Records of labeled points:
______
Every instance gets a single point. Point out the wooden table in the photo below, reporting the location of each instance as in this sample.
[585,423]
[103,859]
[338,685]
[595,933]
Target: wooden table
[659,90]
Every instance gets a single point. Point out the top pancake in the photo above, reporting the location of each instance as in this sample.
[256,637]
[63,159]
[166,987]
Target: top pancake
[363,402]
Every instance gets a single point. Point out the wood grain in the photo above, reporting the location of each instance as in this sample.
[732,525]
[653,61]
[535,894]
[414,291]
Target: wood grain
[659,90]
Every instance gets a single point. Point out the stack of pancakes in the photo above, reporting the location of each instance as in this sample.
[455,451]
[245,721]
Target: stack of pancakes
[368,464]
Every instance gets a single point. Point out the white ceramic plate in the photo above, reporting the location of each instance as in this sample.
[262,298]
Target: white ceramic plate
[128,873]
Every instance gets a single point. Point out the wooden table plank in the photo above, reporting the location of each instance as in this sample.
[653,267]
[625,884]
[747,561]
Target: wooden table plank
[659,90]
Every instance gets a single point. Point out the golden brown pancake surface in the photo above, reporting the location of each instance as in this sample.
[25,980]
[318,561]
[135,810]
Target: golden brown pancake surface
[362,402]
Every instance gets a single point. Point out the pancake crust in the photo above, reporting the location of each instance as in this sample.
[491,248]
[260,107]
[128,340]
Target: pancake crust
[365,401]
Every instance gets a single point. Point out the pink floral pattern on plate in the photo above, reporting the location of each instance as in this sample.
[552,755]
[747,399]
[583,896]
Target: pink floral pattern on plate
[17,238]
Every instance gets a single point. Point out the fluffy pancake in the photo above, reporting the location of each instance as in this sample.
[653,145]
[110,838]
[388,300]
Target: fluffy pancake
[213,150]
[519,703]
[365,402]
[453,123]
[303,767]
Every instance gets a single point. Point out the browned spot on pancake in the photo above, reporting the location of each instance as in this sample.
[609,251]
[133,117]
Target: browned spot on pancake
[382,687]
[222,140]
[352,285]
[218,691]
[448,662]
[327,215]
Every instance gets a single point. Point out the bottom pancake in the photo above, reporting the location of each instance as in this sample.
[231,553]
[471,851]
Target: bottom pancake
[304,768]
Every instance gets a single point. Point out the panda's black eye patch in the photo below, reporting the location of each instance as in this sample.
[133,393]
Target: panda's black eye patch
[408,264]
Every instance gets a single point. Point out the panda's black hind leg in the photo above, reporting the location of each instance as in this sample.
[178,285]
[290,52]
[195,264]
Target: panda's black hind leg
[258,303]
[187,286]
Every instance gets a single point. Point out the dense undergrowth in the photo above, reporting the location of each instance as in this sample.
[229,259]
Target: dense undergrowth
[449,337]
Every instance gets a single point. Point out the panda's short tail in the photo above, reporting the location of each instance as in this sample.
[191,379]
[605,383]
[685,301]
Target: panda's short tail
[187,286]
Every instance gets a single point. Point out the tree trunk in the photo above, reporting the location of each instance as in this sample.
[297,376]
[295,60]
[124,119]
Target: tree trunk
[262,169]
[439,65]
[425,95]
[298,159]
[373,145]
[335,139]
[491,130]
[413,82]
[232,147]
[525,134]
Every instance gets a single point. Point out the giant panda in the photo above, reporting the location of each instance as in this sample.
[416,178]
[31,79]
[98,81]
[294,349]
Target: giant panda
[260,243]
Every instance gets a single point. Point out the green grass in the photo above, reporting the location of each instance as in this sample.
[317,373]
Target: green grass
______
Exercise:
Write out again every line from the line with "hind leg in" through the end of the records. Shift each coordinate in the answers by -106 and keep everything else the same.

Answer to this exercise:
Every instance gets a single point. Point out the panda's black hind leg in the photo above, reporting the location of each instance as in this sample.
[178,285]
[290,52]
[195,264]
Target: panda's black hind leg
[152,197]
[81,180]
Every instance gets a single point. Point out the dense undergrowth in the photo above, reporting the location of each instance as in this sample.
[229,259]
Target: dense undergrowth
[343,231]
Every instance gets a single point. Point out the panda's short tail in the photo above, reporting the location of each instance as in this sample.
[191,379]
[605,383]
[685,301]
Target: panda's short tail
[81,180]
Every instance gets a single point. Point out the tree trunk in the photo above, reporting the location of each instance as in this sample.
[297,376]
[295,60]
[124,119]
Target: tree trunk
[156,63]
[333,-41]
[319,-11]
[192,53]
[267,39]
[229,33]
[385,24]
[307,-24]
[126,41]
[419,28]
Every instance gets a single point. Point out the giant panda in the photo above, reporting the location of each instance as in this sample.
[416,178]
[31,79]
[98,81]
[294,349]
Target: giant panda
[154,137]
Every instance gets a single point. Point out the green grass in the photo above, reporting the location of each instance as in this sample.
[317,373]
Target: green grass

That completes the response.